ACTION ITEM: Among the entries below, please show each line that carries the word "shadow".

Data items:
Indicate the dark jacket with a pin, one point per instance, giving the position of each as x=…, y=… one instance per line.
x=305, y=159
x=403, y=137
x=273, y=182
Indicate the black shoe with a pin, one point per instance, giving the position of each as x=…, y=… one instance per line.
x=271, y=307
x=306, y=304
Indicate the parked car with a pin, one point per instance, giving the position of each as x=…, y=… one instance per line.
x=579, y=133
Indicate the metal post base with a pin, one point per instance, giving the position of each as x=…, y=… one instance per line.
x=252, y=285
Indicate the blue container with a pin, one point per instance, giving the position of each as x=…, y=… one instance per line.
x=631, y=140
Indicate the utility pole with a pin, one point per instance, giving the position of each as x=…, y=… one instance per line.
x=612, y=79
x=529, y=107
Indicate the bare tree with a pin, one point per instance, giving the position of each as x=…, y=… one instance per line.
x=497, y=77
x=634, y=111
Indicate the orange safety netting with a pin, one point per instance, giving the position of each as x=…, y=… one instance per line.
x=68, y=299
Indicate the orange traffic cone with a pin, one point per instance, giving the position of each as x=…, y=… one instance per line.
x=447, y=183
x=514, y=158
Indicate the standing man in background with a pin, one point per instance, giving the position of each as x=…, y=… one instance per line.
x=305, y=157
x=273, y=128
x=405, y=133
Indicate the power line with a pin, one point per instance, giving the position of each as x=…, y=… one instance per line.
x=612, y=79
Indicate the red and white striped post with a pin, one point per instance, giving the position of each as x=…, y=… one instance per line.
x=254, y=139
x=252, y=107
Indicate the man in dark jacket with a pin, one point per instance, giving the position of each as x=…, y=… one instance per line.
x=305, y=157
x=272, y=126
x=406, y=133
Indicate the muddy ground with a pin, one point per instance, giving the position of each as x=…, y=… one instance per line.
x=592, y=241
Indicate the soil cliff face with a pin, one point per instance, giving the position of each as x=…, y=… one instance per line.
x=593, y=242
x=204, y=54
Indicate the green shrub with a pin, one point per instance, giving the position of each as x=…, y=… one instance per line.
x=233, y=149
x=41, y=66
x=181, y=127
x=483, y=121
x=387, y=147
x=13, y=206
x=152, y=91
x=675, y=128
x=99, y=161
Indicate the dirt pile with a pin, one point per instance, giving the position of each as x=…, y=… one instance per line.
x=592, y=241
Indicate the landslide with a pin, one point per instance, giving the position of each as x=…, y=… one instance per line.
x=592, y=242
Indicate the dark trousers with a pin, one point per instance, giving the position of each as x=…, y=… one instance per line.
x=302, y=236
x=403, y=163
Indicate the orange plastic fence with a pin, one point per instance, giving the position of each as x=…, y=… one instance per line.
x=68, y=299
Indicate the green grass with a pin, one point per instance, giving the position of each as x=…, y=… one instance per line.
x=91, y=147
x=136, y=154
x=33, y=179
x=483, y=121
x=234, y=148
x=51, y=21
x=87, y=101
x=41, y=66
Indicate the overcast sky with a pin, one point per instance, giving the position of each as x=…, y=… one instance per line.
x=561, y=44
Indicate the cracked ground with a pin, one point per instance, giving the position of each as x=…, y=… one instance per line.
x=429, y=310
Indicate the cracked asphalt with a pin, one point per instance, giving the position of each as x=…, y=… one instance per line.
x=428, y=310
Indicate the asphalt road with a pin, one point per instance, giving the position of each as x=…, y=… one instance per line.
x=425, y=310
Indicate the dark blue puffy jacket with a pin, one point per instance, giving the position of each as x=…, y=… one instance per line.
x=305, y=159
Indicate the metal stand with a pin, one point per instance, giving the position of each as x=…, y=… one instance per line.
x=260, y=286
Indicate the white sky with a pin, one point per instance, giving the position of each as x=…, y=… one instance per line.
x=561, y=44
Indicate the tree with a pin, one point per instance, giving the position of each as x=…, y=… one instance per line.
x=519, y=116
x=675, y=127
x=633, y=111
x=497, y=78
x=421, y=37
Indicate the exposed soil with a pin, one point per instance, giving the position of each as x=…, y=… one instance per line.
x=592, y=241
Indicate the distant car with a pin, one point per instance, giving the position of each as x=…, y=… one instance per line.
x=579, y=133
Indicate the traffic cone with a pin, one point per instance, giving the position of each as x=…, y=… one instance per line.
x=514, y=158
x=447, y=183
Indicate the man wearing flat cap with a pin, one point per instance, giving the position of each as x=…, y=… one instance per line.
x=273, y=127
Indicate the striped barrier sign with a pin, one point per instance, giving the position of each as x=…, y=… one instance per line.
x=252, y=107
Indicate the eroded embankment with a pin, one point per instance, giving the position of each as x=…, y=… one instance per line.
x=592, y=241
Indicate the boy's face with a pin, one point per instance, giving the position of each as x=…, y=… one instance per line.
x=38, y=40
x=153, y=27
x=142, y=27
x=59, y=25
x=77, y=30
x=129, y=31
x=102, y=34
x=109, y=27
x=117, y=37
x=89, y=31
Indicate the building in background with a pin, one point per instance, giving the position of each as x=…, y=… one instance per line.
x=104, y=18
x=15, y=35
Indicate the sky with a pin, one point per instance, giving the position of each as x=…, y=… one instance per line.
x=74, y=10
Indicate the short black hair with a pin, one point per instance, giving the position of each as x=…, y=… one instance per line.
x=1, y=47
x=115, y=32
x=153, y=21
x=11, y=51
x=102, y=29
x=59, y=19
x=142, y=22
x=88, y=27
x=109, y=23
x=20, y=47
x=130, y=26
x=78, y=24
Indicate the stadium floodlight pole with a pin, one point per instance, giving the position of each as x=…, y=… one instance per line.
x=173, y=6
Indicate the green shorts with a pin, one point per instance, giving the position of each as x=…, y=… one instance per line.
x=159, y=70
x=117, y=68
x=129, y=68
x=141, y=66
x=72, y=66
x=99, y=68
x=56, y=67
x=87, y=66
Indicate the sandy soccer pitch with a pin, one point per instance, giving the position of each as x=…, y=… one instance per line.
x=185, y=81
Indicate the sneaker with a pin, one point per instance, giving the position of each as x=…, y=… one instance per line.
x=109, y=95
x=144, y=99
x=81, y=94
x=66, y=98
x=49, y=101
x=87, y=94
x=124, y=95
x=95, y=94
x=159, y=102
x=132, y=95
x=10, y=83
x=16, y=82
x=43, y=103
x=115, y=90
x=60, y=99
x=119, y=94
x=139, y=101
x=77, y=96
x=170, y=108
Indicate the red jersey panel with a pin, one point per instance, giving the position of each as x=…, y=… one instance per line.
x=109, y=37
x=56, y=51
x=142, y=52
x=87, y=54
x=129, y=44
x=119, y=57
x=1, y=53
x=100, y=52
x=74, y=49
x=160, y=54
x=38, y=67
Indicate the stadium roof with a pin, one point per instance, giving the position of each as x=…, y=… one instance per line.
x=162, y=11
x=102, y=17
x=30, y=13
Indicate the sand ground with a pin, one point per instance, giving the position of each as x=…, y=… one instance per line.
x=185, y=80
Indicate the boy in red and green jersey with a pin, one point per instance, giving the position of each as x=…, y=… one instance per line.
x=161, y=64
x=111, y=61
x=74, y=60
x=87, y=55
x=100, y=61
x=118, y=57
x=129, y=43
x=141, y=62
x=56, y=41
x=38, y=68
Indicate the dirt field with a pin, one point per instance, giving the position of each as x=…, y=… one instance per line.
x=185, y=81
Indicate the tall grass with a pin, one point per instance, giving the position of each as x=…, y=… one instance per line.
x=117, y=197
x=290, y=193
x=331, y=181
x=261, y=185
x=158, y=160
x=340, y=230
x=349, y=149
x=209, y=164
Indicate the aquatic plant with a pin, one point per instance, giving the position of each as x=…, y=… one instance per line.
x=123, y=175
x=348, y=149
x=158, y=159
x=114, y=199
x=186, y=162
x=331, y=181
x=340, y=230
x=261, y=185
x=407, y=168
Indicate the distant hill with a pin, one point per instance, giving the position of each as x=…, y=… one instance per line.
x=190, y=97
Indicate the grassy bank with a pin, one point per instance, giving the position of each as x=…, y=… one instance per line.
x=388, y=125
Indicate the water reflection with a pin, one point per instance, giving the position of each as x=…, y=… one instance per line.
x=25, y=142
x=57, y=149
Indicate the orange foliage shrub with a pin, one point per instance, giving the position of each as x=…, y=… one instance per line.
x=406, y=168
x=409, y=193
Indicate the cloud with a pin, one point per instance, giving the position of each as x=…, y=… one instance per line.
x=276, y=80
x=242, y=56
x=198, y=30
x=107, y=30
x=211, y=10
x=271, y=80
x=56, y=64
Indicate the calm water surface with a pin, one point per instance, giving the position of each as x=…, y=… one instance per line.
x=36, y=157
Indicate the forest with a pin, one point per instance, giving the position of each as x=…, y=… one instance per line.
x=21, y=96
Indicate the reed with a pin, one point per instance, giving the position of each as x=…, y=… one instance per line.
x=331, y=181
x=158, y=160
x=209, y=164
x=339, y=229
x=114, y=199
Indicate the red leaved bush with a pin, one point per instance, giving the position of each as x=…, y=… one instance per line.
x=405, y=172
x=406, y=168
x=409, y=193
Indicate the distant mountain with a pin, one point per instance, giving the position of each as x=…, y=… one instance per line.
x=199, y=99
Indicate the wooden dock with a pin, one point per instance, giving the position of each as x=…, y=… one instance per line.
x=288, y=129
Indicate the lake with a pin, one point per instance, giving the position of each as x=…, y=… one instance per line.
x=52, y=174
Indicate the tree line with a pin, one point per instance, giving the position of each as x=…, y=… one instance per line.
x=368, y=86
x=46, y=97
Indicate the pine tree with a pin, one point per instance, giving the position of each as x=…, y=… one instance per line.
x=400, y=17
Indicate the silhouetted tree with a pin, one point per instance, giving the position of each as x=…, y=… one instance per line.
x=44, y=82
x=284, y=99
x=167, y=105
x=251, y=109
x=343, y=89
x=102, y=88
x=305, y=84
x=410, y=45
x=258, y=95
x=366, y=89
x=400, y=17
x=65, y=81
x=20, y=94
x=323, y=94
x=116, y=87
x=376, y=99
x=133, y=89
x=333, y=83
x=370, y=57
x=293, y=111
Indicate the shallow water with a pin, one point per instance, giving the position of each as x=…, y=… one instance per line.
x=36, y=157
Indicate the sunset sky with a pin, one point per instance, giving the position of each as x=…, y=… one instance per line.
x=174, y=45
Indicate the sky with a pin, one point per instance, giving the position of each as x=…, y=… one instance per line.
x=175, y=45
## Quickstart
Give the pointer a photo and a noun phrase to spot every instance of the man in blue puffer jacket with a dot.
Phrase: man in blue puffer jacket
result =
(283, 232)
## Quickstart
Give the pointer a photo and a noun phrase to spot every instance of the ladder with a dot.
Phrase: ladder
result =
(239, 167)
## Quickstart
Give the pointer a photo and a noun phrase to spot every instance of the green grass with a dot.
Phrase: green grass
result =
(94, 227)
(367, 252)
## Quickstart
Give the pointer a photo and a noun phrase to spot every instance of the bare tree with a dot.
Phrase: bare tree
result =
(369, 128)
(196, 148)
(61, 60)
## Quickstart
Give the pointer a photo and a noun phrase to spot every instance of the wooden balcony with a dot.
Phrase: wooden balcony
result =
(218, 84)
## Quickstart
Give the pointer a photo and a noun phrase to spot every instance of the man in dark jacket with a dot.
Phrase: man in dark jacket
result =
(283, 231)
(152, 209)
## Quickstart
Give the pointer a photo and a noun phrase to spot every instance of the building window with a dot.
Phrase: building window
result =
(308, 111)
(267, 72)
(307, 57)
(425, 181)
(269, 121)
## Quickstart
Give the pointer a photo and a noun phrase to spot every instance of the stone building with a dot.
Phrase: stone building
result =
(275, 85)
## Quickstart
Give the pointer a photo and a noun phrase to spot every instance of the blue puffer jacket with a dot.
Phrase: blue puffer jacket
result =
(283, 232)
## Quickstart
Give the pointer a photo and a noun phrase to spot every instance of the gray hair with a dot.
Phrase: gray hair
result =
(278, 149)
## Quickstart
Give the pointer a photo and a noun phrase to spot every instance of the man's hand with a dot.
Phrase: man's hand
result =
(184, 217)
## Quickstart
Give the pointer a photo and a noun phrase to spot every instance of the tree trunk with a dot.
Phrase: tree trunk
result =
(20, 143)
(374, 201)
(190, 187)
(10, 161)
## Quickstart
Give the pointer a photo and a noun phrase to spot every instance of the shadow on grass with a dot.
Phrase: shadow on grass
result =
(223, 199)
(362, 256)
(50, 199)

WRITTEN SOLUTION:
Give the pointer a photo and a noun phrase to spot every instance of the shadow on grass with a dot.
Phrase: shadow on grass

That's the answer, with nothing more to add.